To be done: Give every one of the entries below as a numbered list, one line per number, with blank lines omitted.

Data shown:
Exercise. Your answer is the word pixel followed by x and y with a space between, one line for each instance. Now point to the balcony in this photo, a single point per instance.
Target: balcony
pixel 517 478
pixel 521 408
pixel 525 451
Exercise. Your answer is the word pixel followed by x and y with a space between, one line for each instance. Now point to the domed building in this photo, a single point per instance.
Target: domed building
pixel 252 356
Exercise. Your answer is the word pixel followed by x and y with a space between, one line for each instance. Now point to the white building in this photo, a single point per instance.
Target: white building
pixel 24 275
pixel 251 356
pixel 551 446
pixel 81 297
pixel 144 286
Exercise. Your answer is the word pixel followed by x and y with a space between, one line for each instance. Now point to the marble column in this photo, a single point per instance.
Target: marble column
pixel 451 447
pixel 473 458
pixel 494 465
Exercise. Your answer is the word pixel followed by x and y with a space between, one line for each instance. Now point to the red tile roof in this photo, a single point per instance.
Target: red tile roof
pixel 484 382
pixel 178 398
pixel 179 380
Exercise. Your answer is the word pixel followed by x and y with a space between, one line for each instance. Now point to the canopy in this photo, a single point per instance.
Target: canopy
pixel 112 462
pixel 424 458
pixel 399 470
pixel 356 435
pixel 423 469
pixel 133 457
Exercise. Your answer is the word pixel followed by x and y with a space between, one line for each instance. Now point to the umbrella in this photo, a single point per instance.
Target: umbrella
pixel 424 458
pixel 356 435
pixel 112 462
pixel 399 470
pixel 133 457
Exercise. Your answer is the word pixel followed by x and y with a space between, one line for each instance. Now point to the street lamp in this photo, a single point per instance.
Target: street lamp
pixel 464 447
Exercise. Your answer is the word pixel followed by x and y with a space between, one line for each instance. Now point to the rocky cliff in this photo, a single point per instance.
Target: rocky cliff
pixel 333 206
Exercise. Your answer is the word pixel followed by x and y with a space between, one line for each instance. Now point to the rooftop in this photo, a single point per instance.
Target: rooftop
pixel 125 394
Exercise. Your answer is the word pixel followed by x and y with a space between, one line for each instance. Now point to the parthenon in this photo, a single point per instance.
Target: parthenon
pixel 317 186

Worked answer:
1. Exercise. Your answer is the word pixel followed by x and y with a space between, one line for each instance. Now point to the balcony in this photo, a single point per instance.
2. Target: balcony
3. pixel 517 478
4. pixel 521 408
5. pixel 525 451
6. Exercise. Your answer is the word pixel followed by x and y with a space between, one line for each instance. Now point to the domed building in this photo, a single point per instance.
7. Target: domed building
8. pixel 252 356
9. Exercise. Your answer is the word pixel followed by x and y with a space between, one line for each instance. Now point to the white building in this photo, a single point per instance.
10. Target: white building
11. pixel 24 275
12. pixel 251 356
13. pixel 551 446
14. pixel 81 297
15. pixel 144 286
16. Exercise. Your answer is the word pixel followed by x and y with a space between, one line for each instance. Now point to the marble column in this photo, a single point per instance.
17. Target: marble column
18. pixel 451 447
19. pixel 473 458
20. pixel 494 465
21. Exercise. Your answer is the word pixel followed by x and y with a space between, one line for each instance. Now point to the red tile roof in this photo, a single point per instance.
22. Target: red tile roof
23. pixel 484 382
24. pixel 178 398
25. pixel 179 380
26. Exercise. Your answer is the word pixel followed by x and y with a space between, one line for each instance. Now point to the canopy in this photo, a single point per instance.
27. Target: canopy
28. pixel 112 462
29. pixel 424 458
30. pixel 399 470
31. pixel 356 435
32. pixel 423 469
33. pixel 133 457
34. Exercise. Your answer is the word pixel followed by x and y with a space between, one line for each instance. Now point to the umbrella in this photo, a single point per instance.
35. Target: umbrella
36. pixel 424 458
37. pixel 356 435
38. pixel 112 462
39. pixel 399 470
40. pixel 133 457
41. Exercise. Your answer is the word pixel followed by x and y with a space between, one line for each instance. Now point to the street lamp in this photo, a single point per instance.
42. Target: street lamp
43. pixel 464 447
44. Exercise. Your answer is the word pixel followed by x and y with a space between, one line for each instance. Now point to the rocky cliff in this photo, a single point per instance.
45. Target: rocky cliff
46. pixel 333 206
47. Exercise. Your answer is the word pixel followed by x and y with a space between, one line for each instance. Now point to the rooftop in this photo, a single point per instance.
48. Target: rooftop
49. pixel 125 394
50. Exercise. Your answer is the word pixel followed by x and y with a space between, one line for each instance. Now point to the parthenon in this photo, a single point per instance.
51. Target: parthenon
52. pixel 317 186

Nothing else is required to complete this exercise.